+++ Recorded data

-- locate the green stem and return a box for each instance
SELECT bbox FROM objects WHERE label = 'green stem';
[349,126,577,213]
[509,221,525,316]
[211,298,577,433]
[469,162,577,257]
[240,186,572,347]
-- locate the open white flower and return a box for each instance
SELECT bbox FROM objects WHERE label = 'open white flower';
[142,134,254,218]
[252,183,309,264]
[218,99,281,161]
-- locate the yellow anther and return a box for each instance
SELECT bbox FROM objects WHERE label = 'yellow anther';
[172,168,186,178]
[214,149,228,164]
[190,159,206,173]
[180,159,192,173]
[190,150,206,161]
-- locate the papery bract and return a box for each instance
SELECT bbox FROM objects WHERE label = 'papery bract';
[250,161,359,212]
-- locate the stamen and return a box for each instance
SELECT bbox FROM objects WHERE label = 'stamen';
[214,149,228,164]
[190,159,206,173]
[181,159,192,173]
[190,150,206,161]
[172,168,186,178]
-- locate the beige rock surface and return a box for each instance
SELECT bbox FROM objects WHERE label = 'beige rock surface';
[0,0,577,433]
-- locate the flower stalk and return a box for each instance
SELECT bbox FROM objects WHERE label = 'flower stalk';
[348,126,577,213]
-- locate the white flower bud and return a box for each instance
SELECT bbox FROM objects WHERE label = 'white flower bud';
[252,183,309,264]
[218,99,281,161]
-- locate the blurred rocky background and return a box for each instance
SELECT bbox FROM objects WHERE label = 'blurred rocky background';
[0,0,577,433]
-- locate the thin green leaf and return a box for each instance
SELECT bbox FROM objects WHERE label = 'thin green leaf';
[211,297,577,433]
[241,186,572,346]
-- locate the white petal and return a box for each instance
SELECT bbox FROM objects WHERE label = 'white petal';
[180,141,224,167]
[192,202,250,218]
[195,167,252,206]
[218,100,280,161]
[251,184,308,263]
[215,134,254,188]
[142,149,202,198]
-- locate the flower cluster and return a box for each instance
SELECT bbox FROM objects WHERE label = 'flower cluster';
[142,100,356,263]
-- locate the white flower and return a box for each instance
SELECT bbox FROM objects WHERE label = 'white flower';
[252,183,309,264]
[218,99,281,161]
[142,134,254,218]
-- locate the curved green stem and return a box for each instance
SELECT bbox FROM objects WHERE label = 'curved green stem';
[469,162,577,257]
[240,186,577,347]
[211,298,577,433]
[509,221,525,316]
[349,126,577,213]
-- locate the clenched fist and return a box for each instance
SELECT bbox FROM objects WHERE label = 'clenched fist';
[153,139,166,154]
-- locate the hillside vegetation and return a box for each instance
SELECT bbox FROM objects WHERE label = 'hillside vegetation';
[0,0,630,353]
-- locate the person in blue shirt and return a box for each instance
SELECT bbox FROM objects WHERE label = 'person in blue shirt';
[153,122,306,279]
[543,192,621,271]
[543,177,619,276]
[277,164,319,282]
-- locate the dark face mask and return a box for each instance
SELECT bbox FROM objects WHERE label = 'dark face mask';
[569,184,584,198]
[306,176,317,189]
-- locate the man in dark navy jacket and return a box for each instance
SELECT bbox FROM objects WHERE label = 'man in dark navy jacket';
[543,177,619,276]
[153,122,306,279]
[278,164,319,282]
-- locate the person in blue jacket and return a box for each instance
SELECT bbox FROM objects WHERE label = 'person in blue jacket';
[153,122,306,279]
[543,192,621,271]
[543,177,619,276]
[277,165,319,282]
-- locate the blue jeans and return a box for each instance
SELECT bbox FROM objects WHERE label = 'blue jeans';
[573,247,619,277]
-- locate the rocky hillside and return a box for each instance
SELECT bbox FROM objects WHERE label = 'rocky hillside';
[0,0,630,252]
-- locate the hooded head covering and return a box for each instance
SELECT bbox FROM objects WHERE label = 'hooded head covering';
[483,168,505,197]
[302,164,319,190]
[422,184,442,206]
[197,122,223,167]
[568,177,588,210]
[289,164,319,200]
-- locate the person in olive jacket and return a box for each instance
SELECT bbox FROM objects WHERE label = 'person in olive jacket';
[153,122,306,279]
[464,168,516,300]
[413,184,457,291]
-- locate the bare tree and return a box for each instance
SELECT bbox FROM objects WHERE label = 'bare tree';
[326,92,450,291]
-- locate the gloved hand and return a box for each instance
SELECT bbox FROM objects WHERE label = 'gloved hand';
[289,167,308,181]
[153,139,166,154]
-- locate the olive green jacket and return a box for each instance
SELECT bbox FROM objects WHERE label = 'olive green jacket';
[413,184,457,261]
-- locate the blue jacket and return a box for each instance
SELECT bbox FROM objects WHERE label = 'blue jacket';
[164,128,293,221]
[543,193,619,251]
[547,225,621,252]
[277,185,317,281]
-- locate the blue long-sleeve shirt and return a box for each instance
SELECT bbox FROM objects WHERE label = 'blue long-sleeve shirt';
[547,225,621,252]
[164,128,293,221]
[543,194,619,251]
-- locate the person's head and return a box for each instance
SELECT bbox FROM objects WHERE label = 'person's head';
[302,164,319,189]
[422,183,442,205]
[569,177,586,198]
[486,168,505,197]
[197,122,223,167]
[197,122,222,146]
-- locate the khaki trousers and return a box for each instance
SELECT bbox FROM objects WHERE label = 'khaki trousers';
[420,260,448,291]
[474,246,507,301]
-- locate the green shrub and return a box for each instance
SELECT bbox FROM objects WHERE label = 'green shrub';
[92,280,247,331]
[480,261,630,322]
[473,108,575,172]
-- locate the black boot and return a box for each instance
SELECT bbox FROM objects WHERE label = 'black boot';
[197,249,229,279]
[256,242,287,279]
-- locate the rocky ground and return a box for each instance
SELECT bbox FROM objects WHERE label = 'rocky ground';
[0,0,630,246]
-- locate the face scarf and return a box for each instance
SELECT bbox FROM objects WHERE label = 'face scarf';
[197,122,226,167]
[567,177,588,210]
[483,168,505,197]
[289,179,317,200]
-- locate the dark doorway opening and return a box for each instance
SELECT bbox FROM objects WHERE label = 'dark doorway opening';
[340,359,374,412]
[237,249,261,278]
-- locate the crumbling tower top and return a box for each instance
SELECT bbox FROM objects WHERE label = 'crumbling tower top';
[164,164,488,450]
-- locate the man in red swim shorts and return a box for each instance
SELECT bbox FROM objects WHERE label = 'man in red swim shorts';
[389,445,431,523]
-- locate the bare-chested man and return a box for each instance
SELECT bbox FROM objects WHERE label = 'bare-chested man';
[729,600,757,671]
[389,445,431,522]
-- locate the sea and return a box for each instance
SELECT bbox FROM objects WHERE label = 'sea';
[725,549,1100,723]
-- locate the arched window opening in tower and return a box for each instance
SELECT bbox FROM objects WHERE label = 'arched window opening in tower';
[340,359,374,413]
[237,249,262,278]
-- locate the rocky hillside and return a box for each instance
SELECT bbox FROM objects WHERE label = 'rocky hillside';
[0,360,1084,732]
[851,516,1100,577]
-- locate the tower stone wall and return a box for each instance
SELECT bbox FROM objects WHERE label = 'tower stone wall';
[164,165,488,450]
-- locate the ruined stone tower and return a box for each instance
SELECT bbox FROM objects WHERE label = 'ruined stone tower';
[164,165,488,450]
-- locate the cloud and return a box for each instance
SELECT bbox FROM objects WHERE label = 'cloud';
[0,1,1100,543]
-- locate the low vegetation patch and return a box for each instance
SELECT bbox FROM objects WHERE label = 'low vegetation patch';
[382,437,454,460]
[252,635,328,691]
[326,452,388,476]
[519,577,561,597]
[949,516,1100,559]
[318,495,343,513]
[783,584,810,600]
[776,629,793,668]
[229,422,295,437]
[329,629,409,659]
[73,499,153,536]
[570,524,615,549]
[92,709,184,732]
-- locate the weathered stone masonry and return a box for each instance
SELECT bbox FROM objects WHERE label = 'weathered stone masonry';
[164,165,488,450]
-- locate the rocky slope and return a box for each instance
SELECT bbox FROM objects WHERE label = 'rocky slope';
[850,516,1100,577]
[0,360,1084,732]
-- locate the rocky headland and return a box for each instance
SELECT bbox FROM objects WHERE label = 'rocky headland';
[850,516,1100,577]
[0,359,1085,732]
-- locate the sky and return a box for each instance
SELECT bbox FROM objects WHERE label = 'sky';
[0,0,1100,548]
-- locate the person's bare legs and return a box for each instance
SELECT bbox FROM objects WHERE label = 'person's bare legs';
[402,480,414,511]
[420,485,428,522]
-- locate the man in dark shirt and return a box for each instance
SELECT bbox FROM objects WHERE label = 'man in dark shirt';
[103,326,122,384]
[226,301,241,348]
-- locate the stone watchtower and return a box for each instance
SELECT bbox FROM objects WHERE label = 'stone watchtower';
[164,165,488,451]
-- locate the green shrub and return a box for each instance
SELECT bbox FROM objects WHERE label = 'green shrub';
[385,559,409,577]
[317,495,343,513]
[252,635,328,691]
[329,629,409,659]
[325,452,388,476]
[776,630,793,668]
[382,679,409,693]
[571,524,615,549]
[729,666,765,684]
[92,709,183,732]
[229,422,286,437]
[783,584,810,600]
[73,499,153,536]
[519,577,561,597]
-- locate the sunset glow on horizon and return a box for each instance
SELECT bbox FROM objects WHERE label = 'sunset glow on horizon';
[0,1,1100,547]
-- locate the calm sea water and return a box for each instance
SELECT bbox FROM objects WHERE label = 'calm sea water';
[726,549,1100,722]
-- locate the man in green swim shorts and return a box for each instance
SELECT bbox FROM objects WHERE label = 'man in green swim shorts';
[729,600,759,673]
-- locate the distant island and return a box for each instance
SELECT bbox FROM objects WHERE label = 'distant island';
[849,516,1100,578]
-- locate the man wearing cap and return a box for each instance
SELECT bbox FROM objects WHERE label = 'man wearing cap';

++++++

*Short exercise*
Convert the lines from the one containing "-- locate the person's head" through the one containing "[474,246,507,301]", both included, into a JSON list of strings with one string per line, omitting any blank lines.

*Answer to this task*
[
  "-- locate the person's head and return a box for each instance",
  "SELECT bbox FROM objects WHERE label = 'person's head';",
  "[302,164,319,189]",
  "[422,183,442,205]",
  "[569,177,586,198]",
  "[486,168,505,197]",
  "[197,122,223,167]",
  "[197,122,222,146]",
  "-- locate the khaki trousers and return a box for each instance",
  "SELECT bbox FROM objects WHERE label = 'khaki trousers';",
  "[420,260,448,291]",
  "[474,246,507,301]"
]